Da fare
#1 Nel testo su Raqqa sostituisci "sfollati" con "profughi" e riscrivi il passo da "Quello degli sgozzatori" fino a "-0 assistenza umanitaria." compreso.
#2 Prosegui il testo su Raqqa dopo l'ultima frase riportata.

Testo da leggere
"""

Raqqa ieri:
esultante come vie e piazze italiane quando la Nazionale vince i Mondiali.
Raqqa, Siria del nord, capitale del sedicente Stato Islamico.
Quello degli sgozzatori seriali dell’ISIS, tanto per…
Riconquistata dall’alleanza di forze filo-curde a guida statunitense (ça va sans dire!) già soprannominata “Vedi Raqqa, Alì? E poi muori”.

I numeri:
-3250 morti tra cui 1130 civili
-100… (aggiungete a piacere il numero dei dispersi e dei feriti e arrotondate per eccesso)
-270.000 sfollati nel nulla delle macerie e dell’uranio impoverito
-0 assistenza umanitaria.

Tragedia nella liberazione, il solito farne le spese dei più deboli.
Che siano vecchi, bambini o donne poco importerà nella somma del sacrificio dei molti.
Come in tutti i conflitti della Storia, dove quello che resta nei libri è solo il nome di chi ha pianificato a tavolino e sottoscritto la vittoria da una stanza sontuosamente arredata.

Perciò anche se il seguito di questo pezzo non finirà mai non dico in un libro di storia, ma nemmeno su Trivago, “Confronta i morti e decidi tu il prezzo”, mi piacerebbe farne il primo capitolo di un universale testo di Epica, dove narrare uno degli eventi più mostruosamente eroici del secolo.

Avete mai fatto caso che Epica finisca per A?
Perché se i veri uomini ne sono i protagonisti più presenti, quella che per prima ne coniò il nome, doveva essere sicuramente una donna.
Conscia che ” …i cavalier e l’arme” avrebbero fatto come sempre la loro porca figura, mentre le donne avrebbero dovuto accontentarsi degli scarti di redazione.
Magari solo di una A finale.

E a Raqqa (A finale!) di donne che non volevano essere solo scarti di redazione se ne sono viste parecchie.
Parlo delle combattenti curde, il volto quasi ignorato dell’Islam, che sono scese in campo per riprendersi in mano la libertà, in luoghi dove di libero non c’era più nemmeno un posto al cimitero.

"""

Dati

"""

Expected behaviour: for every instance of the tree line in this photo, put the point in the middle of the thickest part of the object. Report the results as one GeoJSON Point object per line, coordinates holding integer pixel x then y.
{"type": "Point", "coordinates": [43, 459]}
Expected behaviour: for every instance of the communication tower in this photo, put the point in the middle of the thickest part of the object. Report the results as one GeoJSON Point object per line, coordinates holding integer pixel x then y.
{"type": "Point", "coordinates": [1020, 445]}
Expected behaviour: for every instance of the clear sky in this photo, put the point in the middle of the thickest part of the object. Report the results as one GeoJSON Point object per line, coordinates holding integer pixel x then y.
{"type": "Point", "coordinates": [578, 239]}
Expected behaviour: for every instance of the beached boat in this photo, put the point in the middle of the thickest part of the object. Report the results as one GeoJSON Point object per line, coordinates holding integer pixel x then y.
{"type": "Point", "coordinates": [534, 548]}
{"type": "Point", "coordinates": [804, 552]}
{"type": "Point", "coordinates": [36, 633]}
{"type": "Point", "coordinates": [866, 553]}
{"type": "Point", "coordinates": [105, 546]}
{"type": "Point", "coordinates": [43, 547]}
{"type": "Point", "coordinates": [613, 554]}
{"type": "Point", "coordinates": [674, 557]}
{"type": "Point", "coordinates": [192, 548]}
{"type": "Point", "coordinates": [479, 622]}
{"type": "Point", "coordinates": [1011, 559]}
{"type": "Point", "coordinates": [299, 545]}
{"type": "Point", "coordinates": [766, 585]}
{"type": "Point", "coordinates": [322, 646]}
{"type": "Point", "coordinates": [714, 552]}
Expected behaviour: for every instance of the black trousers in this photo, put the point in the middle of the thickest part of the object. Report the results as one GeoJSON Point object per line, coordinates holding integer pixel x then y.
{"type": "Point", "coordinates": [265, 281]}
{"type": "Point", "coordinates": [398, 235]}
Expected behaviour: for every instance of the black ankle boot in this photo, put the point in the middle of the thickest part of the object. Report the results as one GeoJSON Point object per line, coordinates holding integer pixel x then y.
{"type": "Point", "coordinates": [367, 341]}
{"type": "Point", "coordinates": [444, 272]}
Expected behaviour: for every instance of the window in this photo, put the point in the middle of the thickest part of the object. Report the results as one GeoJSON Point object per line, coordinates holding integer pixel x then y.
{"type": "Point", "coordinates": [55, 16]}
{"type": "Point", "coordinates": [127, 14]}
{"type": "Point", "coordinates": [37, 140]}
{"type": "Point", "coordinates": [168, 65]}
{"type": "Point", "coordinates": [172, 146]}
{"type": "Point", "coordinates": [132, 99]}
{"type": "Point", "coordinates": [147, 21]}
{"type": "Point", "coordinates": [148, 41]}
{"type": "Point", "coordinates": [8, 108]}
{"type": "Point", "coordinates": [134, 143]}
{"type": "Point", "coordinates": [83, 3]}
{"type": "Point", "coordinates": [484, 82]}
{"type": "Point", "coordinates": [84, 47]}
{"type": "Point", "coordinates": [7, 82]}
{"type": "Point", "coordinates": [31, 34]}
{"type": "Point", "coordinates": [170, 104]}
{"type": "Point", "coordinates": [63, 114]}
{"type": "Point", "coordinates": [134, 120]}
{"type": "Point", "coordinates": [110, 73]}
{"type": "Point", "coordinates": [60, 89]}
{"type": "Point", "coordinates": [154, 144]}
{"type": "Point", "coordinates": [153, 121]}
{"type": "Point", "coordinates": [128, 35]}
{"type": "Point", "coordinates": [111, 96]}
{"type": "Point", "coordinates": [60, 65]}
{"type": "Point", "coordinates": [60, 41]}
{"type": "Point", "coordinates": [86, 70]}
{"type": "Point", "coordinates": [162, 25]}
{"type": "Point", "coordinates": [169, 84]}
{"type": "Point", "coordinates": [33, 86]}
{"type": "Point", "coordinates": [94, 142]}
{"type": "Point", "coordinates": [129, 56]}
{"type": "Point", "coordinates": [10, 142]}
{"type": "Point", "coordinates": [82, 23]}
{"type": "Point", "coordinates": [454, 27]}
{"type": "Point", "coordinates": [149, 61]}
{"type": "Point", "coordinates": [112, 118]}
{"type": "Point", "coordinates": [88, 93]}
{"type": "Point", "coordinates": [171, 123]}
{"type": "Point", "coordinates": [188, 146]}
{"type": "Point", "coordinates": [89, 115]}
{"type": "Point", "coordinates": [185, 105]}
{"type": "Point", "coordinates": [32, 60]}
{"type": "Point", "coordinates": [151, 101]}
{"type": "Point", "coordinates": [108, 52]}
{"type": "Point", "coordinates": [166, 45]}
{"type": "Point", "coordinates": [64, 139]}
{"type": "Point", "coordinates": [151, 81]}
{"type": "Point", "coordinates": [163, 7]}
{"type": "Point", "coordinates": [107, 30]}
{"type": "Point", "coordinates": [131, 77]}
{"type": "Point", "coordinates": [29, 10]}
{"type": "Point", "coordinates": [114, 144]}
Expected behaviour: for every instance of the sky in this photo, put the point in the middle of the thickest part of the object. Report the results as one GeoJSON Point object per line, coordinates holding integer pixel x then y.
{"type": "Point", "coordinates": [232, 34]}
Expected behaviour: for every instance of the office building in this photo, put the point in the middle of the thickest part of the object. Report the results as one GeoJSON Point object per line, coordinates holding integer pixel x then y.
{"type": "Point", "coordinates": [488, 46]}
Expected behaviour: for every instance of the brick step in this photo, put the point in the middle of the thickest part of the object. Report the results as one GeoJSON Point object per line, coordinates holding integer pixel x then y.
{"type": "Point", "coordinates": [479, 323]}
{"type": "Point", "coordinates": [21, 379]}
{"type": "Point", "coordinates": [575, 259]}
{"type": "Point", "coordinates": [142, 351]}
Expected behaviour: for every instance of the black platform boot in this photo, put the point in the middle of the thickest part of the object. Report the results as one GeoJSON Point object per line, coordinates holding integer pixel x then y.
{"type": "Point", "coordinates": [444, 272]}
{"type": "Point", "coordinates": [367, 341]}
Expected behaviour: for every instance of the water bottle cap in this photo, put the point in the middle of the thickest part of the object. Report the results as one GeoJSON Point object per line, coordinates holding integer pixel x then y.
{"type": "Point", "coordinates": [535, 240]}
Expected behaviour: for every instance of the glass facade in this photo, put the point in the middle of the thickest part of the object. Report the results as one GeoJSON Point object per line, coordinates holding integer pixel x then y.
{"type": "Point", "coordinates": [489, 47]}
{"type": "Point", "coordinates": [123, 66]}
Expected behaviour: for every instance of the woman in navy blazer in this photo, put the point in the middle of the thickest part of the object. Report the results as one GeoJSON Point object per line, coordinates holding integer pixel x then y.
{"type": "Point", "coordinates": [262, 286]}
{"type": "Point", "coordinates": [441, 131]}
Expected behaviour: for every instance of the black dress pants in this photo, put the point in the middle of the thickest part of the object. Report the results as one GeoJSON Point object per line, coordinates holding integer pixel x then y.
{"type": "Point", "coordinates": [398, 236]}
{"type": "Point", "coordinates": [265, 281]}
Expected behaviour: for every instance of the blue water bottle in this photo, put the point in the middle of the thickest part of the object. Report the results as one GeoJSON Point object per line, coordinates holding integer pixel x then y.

"""

Risposte in ordine
#1
Quello degli sgozzatori seriali dell’ISIS, tanto per…
Riconquistata dall’alleanza di forze filo-curde a guida statunitense (ça va sans dire!) già soprannominata “Vedi Raqqa, Alì? E poi muori”.

I numeri:
-3250 morti tra cui 1130 civili
-100… (aggiungete a piacere il numero dei dispersi e dei feriti e arrotondate per eccesso)
-270.000 profughi nel nulla delle macerie e dell’uranio impoverito
-0 assistenza umanitaria.

#2
Lasciando tutto, vite, famiglie, primi amori e fare l’alba con le amiche, per andare a non farsi fottere il futuro.

RENDIAMOCI CONTO
della portata di quest’epopea.
Donne nel fiore degli anni, a viso scoperto, in tuta mimetica contro le belve seriali della civiltà, le forze del Male del Medioevo della ragione, della democrazia e dell’emancipazione femminile.
MICA PIZZA E FICHI!

Qualcosa che nell’Islam maschiocentrico e burqafriendly è ai confini della realtà.
Come se fossero state le Sabine a “rattare” i Romani.
O delle donne ebree a dar fuoco al bunker di Hitler.
O le madri dei kamikaze a sostituire le cinture esplosive con cinture taroccate a salve.

Ora io me le immagino Hasrad, Berman, Pervin (i nomi NON SONO FRUTTO DI FANTASIA) mentre ascoltano l’ultimo disperato comunicato radio dal nord della Siria e si messaggiano nel gruppo Whatsapp “Aperibomba a Raqqa”:

Hasrad “Raga, dove ci si trova?”
Berman “Alla grotta dei kalashnikov, me ne hanno parlato bene”
Pervin “Ritardo 5 minuti, non so che mimetica mettermi”.

(Tutto in nome di Allah, tra l’altro.
Ma non di quello “Akbar” urlato prima di ogni carneficina in centro.
Quello che è “Akbar” per ogni buon credente, perché misericordioso e magnifico).

Scusate, per la foga da celebrazione davo per scontato sapeste che per quelli che giocano al rISISko del Califfo, il massimo disonore è essere uccisi in battaglia da quelle cagne inferiori che sono le donne, visto che precluderebbe loro sia il Paradiso che il privé riservato ai morti ammazzati che sono.
Ossia 72 vergini con le cosce alzate in segno di resa.

Perchè è soprattutto questo che arma le combattenti curde più di una granata, una baionetta o un kalashnikov in offerta tre x due.
Farsi vedere e vederli in faccia, prima del corpo a corpo finale.
Vedere a distanza ravvicinata il terrore di un coglione integralista che si caga sotto per essere nel mirino di un capo scoperto, di uno chignon in vista, di due occhi scuri liberi di puntare in ogni direzione.

Hasrad “Stavolta niente vergini, Kalid; ti toccherà accontentarti del culo di Mohammed”
Berman “Speriamo che ti costringano a guardare per l’eternità “Il giardino delle vergini suicide”.
Pervin “Raga,ne ho fatti secchi tre… stasera, in Paradiso, libere tutte!”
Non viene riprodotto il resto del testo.